§ **The problem**
Find each line in the records that contains the word "decor" and copy those lines out in full.

§ **Data shown**
==========

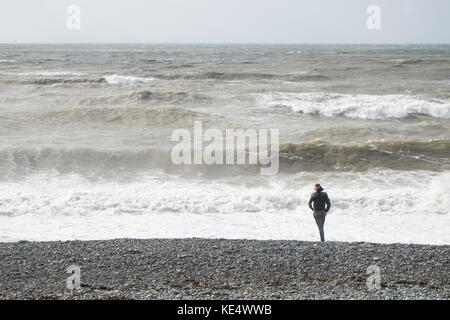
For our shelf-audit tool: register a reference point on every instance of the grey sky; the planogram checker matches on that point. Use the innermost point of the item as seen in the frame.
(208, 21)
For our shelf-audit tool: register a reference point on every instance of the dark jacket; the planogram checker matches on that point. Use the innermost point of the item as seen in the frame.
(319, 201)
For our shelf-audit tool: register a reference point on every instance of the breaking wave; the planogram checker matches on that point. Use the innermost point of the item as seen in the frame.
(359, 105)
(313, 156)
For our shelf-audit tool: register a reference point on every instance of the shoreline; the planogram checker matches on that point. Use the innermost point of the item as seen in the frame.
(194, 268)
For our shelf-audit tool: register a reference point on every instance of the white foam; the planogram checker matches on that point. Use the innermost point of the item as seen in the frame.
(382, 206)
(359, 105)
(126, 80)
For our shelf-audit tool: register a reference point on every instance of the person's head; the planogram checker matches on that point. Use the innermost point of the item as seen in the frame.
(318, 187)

==========

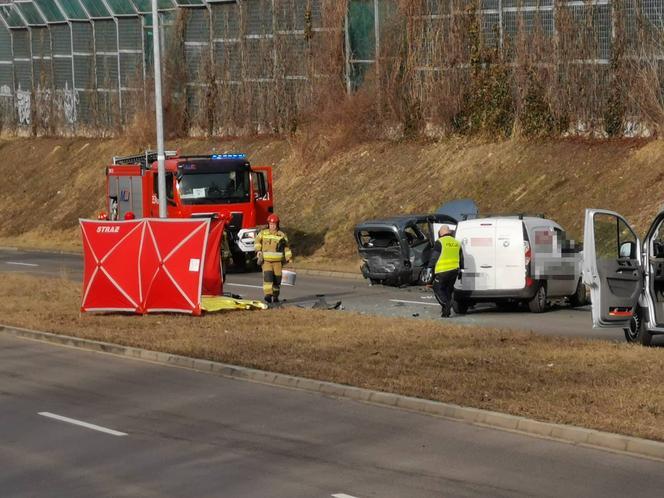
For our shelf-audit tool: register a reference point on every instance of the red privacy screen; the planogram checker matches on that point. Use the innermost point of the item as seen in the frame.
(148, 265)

==========

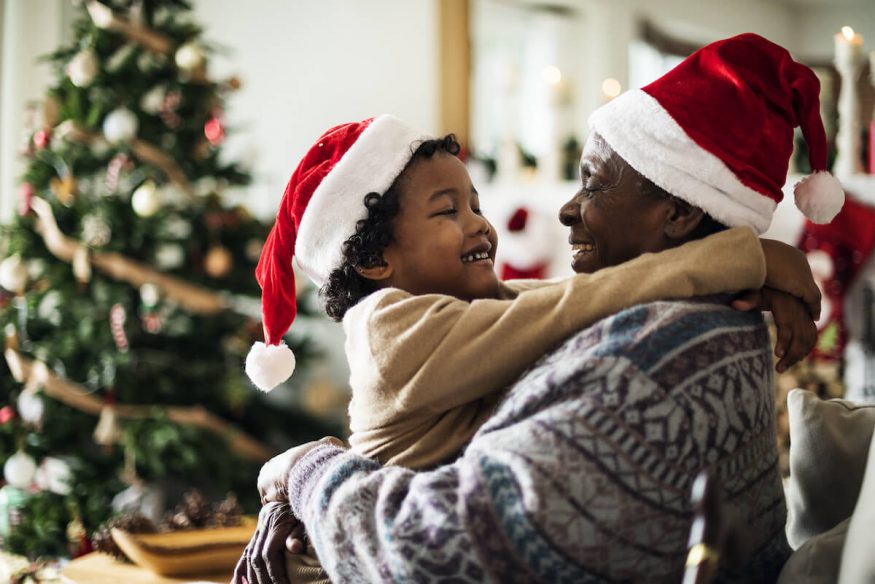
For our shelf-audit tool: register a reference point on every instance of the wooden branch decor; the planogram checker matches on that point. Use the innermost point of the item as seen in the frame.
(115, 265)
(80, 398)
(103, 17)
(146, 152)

==========

§ **The output**
For our shelf-audit tool: register a reference point on every instance of the wooden branch decor; the planogram checker matches on that point. Use the innermost point of the item as seen in the frame.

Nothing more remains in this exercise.